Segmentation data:
● ● ●

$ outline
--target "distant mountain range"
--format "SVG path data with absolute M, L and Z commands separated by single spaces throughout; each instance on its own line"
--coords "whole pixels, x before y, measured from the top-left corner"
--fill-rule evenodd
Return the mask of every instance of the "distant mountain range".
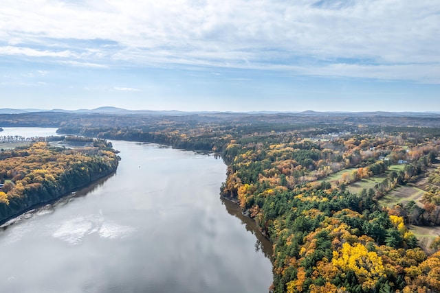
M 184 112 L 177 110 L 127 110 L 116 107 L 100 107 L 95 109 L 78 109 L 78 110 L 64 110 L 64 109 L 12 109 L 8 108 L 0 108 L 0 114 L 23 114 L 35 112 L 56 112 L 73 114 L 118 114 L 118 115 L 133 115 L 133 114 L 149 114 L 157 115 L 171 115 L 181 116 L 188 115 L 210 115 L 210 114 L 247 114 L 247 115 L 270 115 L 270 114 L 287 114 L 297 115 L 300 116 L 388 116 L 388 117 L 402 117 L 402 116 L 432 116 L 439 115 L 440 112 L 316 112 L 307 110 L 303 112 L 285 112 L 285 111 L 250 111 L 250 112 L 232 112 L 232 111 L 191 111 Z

● ● ●

DESCRIPTION OF THE TASK:
Reproduce every one of the entries above word for word, omitting the pictures from your reproduction.

OUTPUT OF THE EXERCISE:
$ outline
--target "distant mountain range"
--format "SVG path data with absolute M, L and Z commands separated by single spaces throughout; each instance on its own line"
--coords "whole pixels, x before y, measured from the top-left corner"
--fill-rule evenodd
Return the mask of every instance of the "distant mountain range".
M 184 112 L 177 110 L 127 110 L 116 107 L 100 107 L 95 109 L 78 109 L 78 110 L 64 110 L 64 109 L 12 109 L 8 108 L 0 108 L 0 114 L 23 114 L 35 112 L 56 112 L 73 114 L 118 114 L 118 115 L 133 115 L 133 114 L 149 114 L 157 115 L 171 115 L 181 116 L 188 115 L 210 115 L 210 114 L 247 114 L 247 115 L 270 115 L 270 114 L 287 114 L 297 115 L 300 116 L 388 116 L 388 117 L 402 117 L 402 116 L 432 116 L 439 115 L 440 112 L 316 112 L 307 110 L 303 112 L 285 112 L 285 111 L 250 111 L 250 112 L 232 112 L 232 111 L 191 111 Z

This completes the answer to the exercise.